▼

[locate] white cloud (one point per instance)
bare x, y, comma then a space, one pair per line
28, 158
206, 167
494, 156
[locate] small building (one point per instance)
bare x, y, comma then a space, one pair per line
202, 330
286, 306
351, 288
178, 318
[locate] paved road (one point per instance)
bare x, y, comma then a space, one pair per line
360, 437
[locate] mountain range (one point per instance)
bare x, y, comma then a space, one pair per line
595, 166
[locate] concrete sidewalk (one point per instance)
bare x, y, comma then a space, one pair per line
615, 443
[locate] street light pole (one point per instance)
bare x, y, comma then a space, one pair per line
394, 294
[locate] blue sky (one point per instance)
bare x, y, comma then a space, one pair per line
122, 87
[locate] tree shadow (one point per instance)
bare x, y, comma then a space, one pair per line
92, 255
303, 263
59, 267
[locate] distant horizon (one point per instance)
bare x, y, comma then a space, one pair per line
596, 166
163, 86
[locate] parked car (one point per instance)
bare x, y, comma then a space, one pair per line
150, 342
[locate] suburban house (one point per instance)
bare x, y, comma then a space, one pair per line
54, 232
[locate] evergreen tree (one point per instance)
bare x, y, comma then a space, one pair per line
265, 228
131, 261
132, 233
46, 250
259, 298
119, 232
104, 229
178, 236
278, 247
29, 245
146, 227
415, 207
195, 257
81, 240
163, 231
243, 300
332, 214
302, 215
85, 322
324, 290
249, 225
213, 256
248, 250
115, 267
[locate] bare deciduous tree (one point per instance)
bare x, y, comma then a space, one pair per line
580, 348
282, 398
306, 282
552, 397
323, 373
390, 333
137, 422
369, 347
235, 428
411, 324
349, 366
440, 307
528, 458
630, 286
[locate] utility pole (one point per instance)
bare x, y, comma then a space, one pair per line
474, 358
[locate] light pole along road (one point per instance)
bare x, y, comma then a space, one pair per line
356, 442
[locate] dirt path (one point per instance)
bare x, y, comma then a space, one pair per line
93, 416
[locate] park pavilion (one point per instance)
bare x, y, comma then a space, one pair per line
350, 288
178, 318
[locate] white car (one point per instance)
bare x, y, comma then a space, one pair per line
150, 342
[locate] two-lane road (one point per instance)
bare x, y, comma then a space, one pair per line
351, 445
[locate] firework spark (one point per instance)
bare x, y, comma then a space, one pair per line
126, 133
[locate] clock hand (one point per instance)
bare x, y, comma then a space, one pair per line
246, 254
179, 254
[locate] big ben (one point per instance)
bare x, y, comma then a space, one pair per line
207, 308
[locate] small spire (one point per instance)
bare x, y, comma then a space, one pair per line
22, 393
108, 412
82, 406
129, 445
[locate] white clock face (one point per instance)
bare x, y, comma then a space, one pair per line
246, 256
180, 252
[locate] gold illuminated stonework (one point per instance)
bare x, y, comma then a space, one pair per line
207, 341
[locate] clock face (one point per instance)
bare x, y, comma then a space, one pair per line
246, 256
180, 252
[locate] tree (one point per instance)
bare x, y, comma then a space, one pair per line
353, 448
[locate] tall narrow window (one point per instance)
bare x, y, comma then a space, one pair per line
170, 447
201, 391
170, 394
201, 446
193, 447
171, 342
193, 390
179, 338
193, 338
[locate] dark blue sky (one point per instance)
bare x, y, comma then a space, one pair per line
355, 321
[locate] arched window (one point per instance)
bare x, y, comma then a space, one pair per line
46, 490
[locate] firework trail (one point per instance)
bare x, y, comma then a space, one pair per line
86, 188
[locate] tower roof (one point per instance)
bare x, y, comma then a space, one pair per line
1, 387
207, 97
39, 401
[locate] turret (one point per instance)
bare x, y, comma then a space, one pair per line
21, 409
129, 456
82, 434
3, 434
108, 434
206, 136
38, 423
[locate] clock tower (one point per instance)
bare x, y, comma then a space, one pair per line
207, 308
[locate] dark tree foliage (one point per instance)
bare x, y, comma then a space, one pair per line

▲

**THE TASK**
Reproduce all the data word for word.

**THE REPLY**
[locate] white cloud (one point per instance)
bare x, y, comma then a space, one pair per line
28, 158
206, 167
494, 156
[locate] small building (one point per instance)
bare x, y, comma then a space, one pair per line
202, 330
286, 306
351, 288
178, 318
[locate] paved road (one point per instance)
bare x, y, comma then a space, one pair per line
360, 437
[locate] mountain range (one point per instance)
bare x, y, comma then a space, one pair per line
595, 166
[locate] concrete sidewalk (one point per instance)
bare x, y, comma then a space, one pair per line
615, 443
[locate] street light pole (one point per instance)
bare x, y, comma then a space, one pair per line
394, 294
[locate] blue sky (one point per instance)
bare x, y, comma then a space, one pair per line
122, 87
[locate] tree shadow (one point per instance)
bare x, y, comma then a space, one pair per line
92, 255
303, 263
59, 267
[locate] distant horizon (one point per instance)
bare x, y, comma then a space, one pair per line
596, 166
163, 86
[locate] parked car (one point per instance)
bare x, y, comma then a space, one pair per line
150, 342
[locate] suburban house (one point per instance)
bare x, y, comma then a space, one pair per line
54, 232
[locate] evergreen tree (one point per instance)
bare x, y, comma then a space, one pair per line
265, 228
131, 261
132, 233
46, 250
259, 298
119, 232
104, 229
178, 236
278, 247
29, 245
146, 227
415, 207
195, 257
81, 240
163, 231
243, 300
332, 214
302, 215
85, 322
324, 290
249, 225
213, 256
248, 250
115, 267
[locate] bare deciduous tree (one point per instance)
bare x, y, comma then a space, one pair per line
580, 348
282, 398
306, 282
552, 397
323, 373
390, 333
137, 422
369, 347
235, 428
411, 324
349, 366
440, 307
528, 458
630, 286
[locate] utility pole (one point per instance)
bare x, y, comma then a space, one pair per line
474, 358
[locate] light pole along road (one point per instance)
bare x, y, comma then a space, one pair per line
356, 442
[locate] dirt path (one point per instance)
bare x, y, comma then a space, one pair per line
93, 416
[locate] park pavilion (one point per instance)
bare x, y, comma then a space, one pair per line
350, 288
178, 318
[locate] white car (one point per instance)
bare x, y, comma then a space, one pair per line
150, 342
[locate] two-lane road (one point per instance)
bare x, y, comma then a space, one pair per line
351, 445
[locate] firework spark (one point per instance)
bare x, y, comma then a space, one pair per line
126, 133
[locate] clock hand (one point per instance)
bare x, y, comma then a space, one pair per line
246, 254
179, 254
[locate] big ben (one point per instance)
bare x, y, comma then a space, one pair per line
207, 308
[locate] small spire (one point per instance)
bare x, y, comma then a space, one pair per line
22, 393
108, 412
82, 406
129, 445
[locate] white clock face (one point per instance)
bare x, y, comma then a space, one pair per line
246, 256
180, 252
[locate] gold illuminated stonework (one point per instance)
bare x, y, comma then a space, one pair per line
207, 341
[locate] clock face (one point per instance)
bare x, y, comma then a space, one pair per line
246, 256
180, 252
[locate] tree (one point per instance)
bare x, y, comma then a space, one pair per line
353, 448
[locate] tall narrow window (one point per instance)
bare x, y, comma then a space, one pair per line
170, 447
201, 391
170, 394
201, 446
193, 447
171, 342
193, 390
179, 338
193, 338
[locate] dark blue sky (one point per instance)
bare x, y, comma then a space, one pair per line
355, 321
[locate] arched window (one point per instance)
bare x, y, comma then a space, one pair per line
46, 490
[locate] firework trail (one point per instance)
bare x, y, comma then a space, one pair per line
86, 188
[locate] tower roof (one point per instance)
bare x, y, comma then a space, one pair per line
1, 387
207, 97
39, 401
[locate] turret (one point per instance)
bare x, y, comma then a space, one pair per line
21, 409
129, 456
82, 434
3, 434
108, 434
206, 136
38, 423
[locate] clock tower (one point per instance)
bare x, y, comma then a space, one pair per line
207, 308
[locate] dark tree foliage (one point per instance)
bare x, y, comma then a space, one pair per line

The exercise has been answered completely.